"...we should pass over all biographies of 'the good and the great,' while we search carefully the slight records of wretches who died in prison, in Bedlam, or upon the gallows."
~Edgar Allan Poe

Monday, February 1, 2016

The Case of the Kidnapped Corpse [Part Two]

Joseph Werner, "Four Grave Robbers Awaken a Ghost"

In December 1880, Alexander Lindsay, the 25th Earl of Crawford, died while on a visit to Florence, Italy.  His body was carefully embalmed, packed in a complicated array of coffins, and reverently shipped back to his home in Scotland.  By the end of that month, his remains were buried in his family vault at Dunecht House, near Aberdeen. The crypt was accessible only through a short flight of steps. After the burial, the stairway was covered by four huge slabs of granite, which were then covered in lime. A few months later, the slabs were covered with dirt, which was brightened by the addition of grass and flowers. The whole was then surrounded by an iron railing. His loved ones could be pardoned for thinking the late Earl was well and truly buried.

Life at Dunecht went on placidly until five months after the burial, when the housekeeper, who happened to be passing by the crypt, noticed a strong, but pleasant smell coming from the burial chamber. The next day, the scent was also perceived by a gardener. Curiosity about the mysterious fragrance became so intense that orders were given to examine the slabs that had been placed over the vault. A crevice between two of the slabs was noted, but the assumption was that it had been caused by recent frosts. This crack was filled with lime, cement was placed over the stones, and everyone soon forgot the matter.

Our little story would now be over, if not for an anonymous letter sent several months later to the Lindsay family solicitor, William Yeats. It read:

"Sir--The remains of the late Earl of Crawford are not beneath the chapel at Dunecht as you believe, but were removed hence last spring, and the smell of decayed flowers ascending from the vault since that time will, on investigation, be found to proceed from another cause than flowers." The note was signed, "Nabob."

Yeats immediately contacted the builder who had constructed the burial vault. On learning from him about the apparently impregnable character of the Earl's resting place, the solicitor assumed the letter was merely a sick hoax. He dismissed the incident from his mind, saying nothing about it to the Lindsay family.

Some three months later, a workman at Dunecht House was passing by the vault. He noticed that the turf around the entrance to the burial site was displaced. Police were called in to examine the crypt.

They found that the earth around the granite slab directly above the stairway had been removed. The stone itself had been propped up by about a foot and a half. And when the search party descended into the vault itself, they were horrified to find that the coffin containing the Earl's remains had been forced open. The body itself was gone. The aromatic smell noticed earlier had come from scented sawdust that had been used to fill the coffin.

Naturally, a criminal investigation was immediately launched. Everyone connected with the estate was closely questioned by police, and the grounds surrounding Dunecht were searched. No clue to the Earl's current whereabouts--not to mention the identity of the thieves--could be found.

Weeks passed without any progress in solving the crime. A £600 reward was offered for any information about the theft. William Yeats, finally realizing that the anonymous letter he had received was all too legitimate, placed an ad in the local papers asking "Nabob" to communicate with him. These efforts received no replies.

■ Recorded information ■
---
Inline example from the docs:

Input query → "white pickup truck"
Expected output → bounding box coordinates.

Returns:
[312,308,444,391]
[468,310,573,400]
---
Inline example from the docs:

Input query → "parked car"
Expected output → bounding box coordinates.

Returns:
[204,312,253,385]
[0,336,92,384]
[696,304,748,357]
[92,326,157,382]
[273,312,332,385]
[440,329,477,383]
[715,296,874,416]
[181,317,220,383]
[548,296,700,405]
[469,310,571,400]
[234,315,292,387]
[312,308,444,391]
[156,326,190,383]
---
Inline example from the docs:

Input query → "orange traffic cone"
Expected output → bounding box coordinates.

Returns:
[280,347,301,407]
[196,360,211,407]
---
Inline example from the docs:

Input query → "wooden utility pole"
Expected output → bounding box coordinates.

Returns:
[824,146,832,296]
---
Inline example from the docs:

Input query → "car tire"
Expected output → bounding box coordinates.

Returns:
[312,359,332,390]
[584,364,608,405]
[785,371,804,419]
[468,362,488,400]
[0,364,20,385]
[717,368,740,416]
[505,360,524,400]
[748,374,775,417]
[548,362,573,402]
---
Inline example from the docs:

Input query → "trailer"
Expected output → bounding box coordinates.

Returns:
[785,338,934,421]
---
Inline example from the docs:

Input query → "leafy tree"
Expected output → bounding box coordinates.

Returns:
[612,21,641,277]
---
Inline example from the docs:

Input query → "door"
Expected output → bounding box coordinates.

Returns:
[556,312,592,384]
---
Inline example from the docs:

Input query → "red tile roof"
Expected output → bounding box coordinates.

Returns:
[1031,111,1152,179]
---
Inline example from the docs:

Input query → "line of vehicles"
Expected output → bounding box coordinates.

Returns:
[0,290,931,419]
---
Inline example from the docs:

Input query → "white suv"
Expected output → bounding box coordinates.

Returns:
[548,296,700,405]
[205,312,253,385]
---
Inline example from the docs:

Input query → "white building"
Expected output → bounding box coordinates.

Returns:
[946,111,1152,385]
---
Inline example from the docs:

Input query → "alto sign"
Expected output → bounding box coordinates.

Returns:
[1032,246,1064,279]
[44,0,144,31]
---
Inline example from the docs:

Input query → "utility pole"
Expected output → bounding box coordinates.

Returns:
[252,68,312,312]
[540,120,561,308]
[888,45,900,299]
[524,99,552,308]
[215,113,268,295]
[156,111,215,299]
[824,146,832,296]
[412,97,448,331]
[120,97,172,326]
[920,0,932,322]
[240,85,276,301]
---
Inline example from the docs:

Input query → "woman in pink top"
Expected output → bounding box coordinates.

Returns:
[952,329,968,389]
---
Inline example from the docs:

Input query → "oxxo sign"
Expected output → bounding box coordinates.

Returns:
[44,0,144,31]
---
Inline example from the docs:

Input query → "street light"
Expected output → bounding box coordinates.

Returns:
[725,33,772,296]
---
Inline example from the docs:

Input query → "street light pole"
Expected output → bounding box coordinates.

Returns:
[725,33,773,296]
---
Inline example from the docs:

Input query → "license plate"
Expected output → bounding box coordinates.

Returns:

■ Aim of the exercise ■
Answer from the Earl of Crawford passage:
1. In what city did the Earl die?
2. Who first noticed the smell coming from the burial chamber?
3. How large was the reward offered for information about the theft?
Use only the Earl of Crawford passage, not the items.

■ Output ■
1. Florence, Italy
2. The housekeeper
3. £600